### REQUIRED ACTION
Print out every entry that follows, exactly as written.

### DATA TO PROCESS
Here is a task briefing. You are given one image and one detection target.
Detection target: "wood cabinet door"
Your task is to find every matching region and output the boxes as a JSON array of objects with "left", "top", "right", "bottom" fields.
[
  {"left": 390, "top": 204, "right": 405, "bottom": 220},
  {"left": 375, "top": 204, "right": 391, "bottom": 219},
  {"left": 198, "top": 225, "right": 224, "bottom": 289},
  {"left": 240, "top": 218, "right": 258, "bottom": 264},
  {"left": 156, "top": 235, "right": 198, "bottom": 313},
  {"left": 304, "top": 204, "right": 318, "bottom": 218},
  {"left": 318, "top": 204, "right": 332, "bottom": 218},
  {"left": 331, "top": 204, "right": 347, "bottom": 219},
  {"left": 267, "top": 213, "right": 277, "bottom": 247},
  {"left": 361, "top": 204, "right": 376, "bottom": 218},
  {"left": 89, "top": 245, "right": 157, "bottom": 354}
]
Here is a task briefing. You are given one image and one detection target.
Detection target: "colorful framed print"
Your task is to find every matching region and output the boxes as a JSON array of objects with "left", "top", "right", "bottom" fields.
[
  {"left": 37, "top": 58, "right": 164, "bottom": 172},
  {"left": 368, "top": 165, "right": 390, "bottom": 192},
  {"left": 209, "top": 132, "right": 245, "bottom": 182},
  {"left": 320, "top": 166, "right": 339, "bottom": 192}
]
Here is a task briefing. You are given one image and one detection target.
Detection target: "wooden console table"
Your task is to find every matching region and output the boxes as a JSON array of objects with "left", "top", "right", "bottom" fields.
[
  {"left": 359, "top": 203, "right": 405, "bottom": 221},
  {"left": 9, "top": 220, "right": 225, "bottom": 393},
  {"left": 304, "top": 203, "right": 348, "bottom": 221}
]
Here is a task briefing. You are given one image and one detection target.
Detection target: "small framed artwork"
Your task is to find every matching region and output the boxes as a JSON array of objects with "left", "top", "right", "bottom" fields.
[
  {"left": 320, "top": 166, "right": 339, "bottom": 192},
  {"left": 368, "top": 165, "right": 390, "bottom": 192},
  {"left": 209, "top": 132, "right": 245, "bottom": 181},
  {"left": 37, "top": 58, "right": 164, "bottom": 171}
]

### EXPECTED ANSWER
Here is a task briefing. You are given one image and one detection target.
Detection target: "wood cabinet door"
Your task is to find every matching region and output the boxes as a JSON array of objects with "left", "top", "right", "bottom" fields.
[
  {"left": 390, "top": 204, "right": 405, "bottom": 220},
  {"left": 375, "top": 204, "right": 391, "bottom": 219},
  {"left": 198, "top": 225, "right": 224, "bottom": 289},
  {"left": 240, "top": 218, "right": 258, "bottom": 264},
  {"left": 156, "top": 235, "right": 198, "bottom": 313},
  {"left": 304, "top": 204, "right": 318, "bottom": 218},
  {"left": 318, "top": 204, "right": 332, "bottom": 218},
  {"left": 331, "top": 204, "right": 347, "bottom": 219},
  {"left": 267, "top": 213, "right": 277, "bottom": 247},
  {"left": 361, "top": 204, "right": 376, "bottom": 218},
  {"left": 89, "top": 245, "right": 157, "bottom": 354}
]
Here is a task briefing. You are given one image and one detection target.
Detection target: "colorful framed print"
Your task is to find every matching region and output the boxes as a JSON array of objects with "left", "top", "right", "bottom" fields.
[
  {"left": 37, "top": 58, "right": 164, "bottom": 172},
  {"left": 368, "top": 165, "right": 390, "bottom": 192},
  {"left": 209, "top": 132, "right": 245, "bottom": 182},
  {"left": 320, "top": 166, "right": 339, "bottom": 192}
]
Here is a task briefing. You are given one image and one detection target.
Detection target: "wooden console table"
Your task is to find every matching region and output the boxes as a JSON array of objects with "left", "top", "right", "bottom" fields.
[
  {"left": 359, "top": 203, "right": 405, "bottom": 221},
  {"left": 9, "top": 220, "right": 225, "bottom": 393},
  {"left": 304, "top": 203, "right": 348, "bottom": 221}
]
Here is a task briefing. You are given one image and one detection target.
Detection target: "small framed artwork"
Your task is to find every matching region and output the boxes as a JSON array of objects with "left", "top", "right", "bottom" fields.
[
  {"left": 320, "top": 166, "right": 339, "bottom": 192},
  {"left": 368, "top": 165, "right": 390, "bottom": 192},
  {"left": 209, "top": 132, "right": 245, "bottom": 181},
  {"left": 37, "top": 58, "right": 164, "bottom": 171}
]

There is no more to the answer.